* **STATED TASK**:
Reproduce verbatim the records below, beginning at the line that contains "If you could tag each instance of the dark" and continuing through the final line of the records.
====
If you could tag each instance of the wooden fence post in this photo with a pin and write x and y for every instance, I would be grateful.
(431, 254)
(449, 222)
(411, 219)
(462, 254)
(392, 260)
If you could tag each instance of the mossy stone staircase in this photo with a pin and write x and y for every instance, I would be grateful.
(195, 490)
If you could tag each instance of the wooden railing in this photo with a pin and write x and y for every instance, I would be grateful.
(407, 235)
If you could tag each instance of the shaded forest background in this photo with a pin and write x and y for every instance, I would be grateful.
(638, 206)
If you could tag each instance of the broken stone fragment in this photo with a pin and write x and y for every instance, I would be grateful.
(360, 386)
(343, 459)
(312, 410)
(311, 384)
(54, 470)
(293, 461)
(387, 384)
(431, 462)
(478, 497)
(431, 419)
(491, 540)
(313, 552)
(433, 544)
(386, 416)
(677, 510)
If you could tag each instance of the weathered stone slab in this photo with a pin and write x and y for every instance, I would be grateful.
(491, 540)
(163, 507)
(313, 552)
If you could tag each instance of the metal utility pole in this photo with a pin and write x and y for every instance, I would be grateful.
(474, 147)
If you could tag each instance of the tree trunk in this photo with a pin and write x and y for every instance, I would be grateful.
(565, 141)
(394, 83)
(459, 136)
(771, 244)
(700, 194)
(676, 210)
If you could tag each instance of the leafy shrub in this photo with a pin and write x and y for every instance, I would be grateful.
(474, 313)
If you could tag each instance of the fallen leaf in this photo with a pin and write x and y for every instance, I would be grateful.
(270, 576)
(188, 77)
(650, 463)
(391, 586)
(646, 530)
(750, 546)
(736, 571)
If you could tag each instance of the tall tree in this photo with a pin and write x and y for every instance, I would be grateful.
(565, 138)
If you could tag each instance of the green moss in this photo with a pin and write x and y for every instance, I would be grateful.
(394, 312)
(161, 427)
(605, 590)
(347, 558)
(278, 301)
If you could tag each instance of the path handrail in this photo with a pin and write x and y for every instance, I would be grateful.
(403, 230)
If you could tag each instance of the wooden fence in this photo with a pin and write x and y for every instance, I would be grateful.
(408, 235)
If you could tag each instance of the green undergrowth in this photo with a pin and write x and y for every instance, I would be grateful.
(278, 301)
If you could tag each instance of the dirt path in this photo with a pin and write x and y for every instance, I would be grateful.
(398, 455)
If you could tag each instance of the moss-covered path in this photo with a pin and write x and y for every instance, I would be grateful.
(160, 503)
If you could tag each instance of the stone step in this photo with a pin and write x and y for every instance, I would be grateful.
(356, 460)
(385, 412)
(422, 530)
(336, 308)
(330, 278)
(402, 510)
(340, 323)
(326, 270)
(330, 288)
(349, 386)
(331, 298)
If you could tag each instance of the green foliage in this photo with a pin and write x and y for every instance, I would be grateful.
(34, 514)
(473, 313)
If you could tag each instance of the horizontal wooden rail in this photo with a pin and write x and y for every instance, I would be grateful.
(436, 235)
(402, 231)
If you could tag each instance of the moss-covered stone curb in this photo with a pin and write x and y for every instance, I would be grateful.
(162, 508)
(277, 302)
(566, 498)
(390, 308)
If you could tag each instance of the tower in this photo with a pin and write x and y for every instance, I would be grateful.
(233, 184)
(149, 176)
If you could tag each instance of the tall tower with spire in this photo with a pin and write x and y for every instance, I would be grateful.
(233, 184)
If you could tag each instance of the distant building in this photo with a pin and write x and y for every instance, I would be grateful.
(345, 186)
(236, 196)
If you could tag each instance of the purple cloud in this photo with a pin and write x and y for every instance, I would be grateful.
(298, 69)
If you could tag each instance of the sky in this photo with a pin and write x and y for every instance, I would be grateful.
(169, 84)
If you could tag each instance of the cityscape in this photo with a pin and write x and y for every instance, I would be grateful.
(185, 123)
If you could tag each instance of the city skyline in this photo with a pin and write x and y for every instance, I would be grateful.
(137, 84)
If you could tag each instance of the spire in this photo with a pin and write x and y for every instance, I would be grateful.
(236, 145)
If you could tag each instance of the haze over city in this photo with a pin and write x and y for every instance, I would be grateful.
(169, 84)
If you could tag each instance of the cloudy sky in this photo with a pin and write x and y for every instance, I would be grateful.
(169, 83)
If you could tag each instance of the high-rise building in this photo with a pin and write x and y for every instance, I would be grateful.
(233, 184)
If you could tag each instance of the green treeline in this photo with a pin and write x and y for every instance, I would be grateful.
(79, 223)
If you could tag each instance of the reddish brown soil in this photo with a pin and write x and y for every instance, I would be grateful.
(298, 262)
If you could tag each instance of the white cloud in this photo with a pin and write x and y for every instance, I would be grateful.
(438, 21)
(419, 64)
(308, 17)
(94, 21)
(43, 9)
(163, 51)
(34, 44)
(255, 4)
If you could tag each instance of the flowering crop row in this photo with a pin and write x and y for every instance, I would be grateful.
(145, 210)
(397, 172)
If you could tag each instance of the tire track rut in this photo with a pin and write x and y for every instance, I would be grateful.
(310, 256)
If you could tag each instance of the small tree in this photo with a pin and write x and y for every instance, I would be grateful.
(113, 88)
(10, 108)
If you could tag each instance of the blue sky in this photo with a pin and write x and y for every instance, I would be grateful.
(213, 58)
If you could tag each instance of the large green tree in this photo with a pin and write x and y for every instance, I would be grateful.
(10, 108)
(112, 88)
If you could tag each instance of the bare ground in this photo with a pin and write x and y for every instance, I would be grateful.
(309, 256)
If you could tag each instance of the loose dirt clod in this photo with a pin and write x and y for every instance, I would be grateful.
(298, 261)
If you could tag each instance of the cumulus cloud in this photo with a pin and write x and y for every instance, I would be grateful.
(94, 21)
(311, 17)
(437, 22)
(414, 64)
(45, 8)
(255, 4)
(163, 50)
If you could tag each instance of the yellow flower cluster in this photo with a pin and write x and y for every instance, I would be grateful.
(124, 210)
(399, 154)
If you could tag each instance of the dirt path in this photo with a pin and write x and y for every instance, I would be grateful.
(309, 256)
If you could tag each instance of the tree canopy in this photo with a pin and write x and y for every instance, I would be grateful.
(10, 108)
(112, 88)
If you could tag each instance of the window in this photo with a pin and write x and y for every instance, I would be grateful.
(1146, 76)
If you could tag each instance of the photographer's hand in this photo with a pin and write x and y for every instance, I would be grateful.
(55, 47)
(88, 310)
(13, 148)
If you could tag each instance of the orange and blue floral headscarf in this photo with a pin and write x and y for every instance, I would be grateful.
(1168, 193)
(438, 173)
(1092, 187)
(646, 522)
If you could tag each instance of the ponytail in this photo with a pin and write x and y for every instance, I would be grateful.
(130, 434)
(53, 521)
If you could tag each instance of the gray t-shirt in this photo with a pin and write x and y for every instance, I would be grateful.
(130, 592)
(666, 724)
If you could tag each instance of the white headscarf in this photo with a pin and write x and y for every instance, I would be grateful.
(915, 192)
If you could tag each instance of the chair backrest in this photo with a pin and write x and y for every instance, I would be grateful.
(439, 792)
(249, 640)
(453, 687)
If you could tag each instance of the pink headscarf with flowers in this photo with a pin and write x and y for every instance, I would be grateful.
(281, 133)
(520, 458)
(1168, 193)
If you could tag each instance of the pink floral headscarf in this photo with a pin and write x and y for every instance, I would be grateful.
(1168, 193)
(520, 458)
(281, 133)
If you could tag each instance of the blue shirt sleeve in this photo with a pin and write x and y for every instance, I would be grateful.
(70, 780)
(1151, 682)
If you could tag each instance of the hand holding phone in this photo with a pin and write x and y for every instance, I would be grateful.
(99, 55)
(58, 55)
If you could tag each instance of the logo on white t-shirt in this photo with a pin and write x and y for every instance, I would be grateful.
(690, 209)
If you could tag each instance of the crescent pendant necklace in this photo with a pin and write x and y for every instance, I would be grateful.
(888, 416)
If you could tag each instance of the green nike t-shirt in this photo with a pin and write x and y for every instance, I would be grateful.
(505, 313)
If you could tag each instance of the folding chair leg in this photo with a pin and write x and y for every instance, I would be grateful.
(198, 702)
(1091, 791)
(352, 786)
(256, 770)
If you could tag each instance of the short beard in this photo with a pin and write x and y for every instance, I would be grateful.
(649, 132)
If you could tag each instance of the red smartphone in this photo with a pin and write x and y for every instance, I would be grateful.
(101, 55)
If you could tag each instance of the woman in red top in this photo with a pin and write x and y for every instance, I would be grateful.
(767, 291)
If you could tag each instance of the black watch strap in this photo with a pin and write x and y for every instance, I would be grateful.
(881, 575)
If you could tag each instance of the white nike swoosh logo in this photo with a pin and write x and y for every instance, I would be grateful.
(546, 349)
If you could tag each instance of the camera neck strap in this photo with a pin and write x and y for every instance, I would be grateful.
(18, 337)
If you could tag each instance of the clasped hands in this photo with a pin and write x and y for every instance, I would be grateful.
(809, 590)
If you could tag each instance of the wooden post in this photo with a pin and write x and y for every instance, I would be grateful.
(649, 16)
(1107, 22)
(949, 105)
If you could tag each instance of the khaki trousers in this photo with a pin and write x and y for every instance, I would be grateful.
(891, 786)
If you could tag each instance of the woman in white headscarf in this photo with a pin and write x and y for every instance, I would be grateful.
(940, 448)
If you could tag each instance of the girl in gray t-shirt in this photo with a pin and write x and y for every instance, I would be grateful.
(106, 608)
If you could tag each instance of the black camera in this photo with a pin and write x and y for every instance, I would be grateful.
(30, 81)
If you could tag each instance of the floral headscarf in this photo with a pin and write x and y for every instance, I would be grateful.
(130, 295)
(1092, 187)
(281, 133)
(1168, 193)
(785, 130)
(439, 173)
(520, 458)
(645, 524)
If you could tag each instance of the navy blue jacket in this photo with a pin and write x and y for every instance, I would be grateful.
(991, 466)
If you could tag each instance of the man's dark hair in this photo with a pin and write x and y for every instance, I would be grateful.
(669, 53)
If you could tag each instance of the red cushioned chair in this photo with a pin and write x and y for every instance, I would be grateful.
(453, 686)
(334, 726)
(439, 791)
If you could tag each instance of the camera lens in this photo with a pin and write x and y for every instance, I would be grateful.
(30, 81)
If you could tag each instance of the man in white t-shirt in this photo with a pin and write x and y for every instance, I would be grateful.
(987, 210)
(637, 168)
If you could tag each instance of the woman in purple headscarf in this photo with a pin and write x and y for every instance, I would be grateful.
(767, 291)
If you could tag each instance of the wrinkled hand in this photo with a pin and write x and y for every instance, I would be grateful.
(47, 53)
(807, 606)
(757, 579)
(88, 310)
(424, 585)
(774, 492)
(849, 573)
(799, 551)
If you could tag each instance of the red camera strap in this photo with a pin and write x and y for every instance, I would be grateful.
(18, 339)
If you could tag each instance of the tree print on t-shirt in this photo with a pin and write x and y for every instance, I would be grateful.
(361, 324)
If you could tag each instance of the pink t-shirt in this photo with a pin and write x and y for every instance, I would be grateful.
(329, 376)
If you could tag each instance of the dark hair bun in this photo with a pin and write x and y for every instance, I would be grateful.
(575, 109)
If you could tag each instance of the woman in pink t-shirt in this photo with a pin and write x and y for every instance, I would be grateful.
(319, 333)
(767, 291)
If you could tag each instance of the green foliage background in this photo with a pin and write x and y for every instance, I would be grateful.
====
* **COMPLETE RESPONSE**:
If you could tag each instance of the dark hair bun in this photo with a pin and write x and y for every instance, I would be grateful.
(575, 109)
If you could tag each instance of the woman in pink t-shirt in this photo with a pin and write x and y for every instance, I would be grateful.
(319, 333)
(767, 291)
If you could tag each instance of the green foliage background in this photo with a pin and write x and y for every instance, I would be grateful.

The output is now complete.